┌──
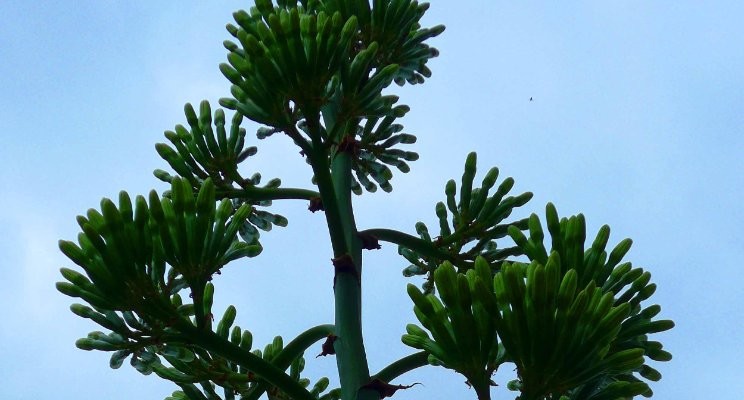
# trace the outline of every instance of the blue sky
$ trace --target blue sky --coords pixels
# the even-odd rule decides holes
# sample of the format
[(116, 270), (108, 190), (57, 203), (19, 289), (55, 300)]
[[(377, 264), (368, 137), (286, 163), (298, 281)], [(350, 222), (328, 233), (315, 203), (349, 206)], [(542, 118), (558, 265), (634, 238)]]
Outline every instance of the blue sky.
[[(360, 228), (413, 232), (435, 225), (444, 183), (479, 152), (532, 191), (524, 214), (583, 212), (589, 230), (632, 237), (628, 259), (653, 274), (652, 301), (677, 327), (657, 335), (674, 354), (655, 398), (744, 398), (744, 3), (738, 1), (434, 2), (426, 21), (447, 31), (425, 85), (394, 89), (412, 107), (406, 131), (421, 159), (391, 194), (357, 198)], [(71, 266), (60, 238), (75, 216), (119, 190), (165, 186), (154, 151), (183, 123), (183, 104), (227, 95), (217, 65), (231, 12), (245, 1), (4, 1), (0, 3), (0, 397), (162, 399), (175, 387), (108, 354), (77, 350), (97, 326), (54, 290)], [(534, 101), (530, 102), (532, 97)], [(246, 125), (249, 131), (256, 128)], [(287, 186), (310, 173), (283, 137), (258, 143), (246, 166)], [(257, 142), (256, 139), (251, 139)], [(289, 339), (332, 320), (324, 224), (302, 202), (278, 203), (286, 229), (264, 235), (264, 254), (228, 266), (217, 309), (238, 307), (256, 343)], [(737, 261), (739, 260), (739, 261)], [(372, 370), (410, 351), (406, 265), (393, 246), (367, 254), (365, 331)], [(312, 357), (310, 357), (312, 358)], [(309, 359), (333, 379), (335, 361)], [(511, 371), (497, 380), (502, 386)], [(398, 400), (474, 398), (462, 379), (430, 367)], [(494, 390), (495, 399), (512, 398)]]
└──
None of the pictures belong in the copy; transcribe the rest of the data exactly.

# trace the outline of every instance of the blue sky
$ trace --target blue sky --coords pixels
# the even-odd rule decides holes
# sample of the format
[(116, 270), (108, 190), (57, 203), (19, 289), (55, 300)]
[[(377, 264), (368, 137), (286, 163), (298, 281)], [(350, 222), (328, 233), (315, 203), (349, 206)], [(542, 118), (558, 265), (634, 238)]]
Outline every instance of the blue sky.
[[(360, 228), (413, 232), (435, 225), (444, 183), (479, 152), (532, 191), (524, 214), (583, 212), (589, 230), (632, 237), (628, 259), (653, 274), (652, 301), (677, 327), (657, 335), (674, 354), (655, 398), (744, 398), (744, 3), (738, 1), (434, 2), (426, 21), (447, 31), (425, 85), (394, 89), (412, 107), (406, 131), (421, 159), (391, 194), (357, 198)], [(71, 266), (60, 238), (75, 216), (119, 190), (165, 186), (154, 151), (183, 123), (183, 104), (227, 95), (217, 65), (231, 12), (245, 1), (4, 1), (0, 3), (0, 397), (162, 399), (175, 387), (108, 354), (77, 350), (97, 326), (54, 290)], [(534, 101), (530, 102), (532, 97)], [(246, 125), (249, 131), (256, 128)], [(287, 186), (310, 173), (283, 137), (258, 143), (246, 166)], [(257, 142), (256, 139), (251, 139)], [(289, 339), (332, 320), (324, 224), (302, 202), (278, 203), (286, 229), (264, 235), (264, 254), (228, 266), (217, 309), (238, 307), (256, 343)], [(737, 261), (739, 260), (739, 261)], [(372, 370), (410, 351), (406, 265), (393, 246), (367, 254), (365, 331)], [(312, 357), (310, 357), (312, 358)], [(309, 359), (333, 379), (335, 361)], [(511, 371), (497, 380), (502, 386)], [(398, 400), (474, 398), (462, 379), (430, 367)], [(494, 390), (495, 399), (512, 398)]]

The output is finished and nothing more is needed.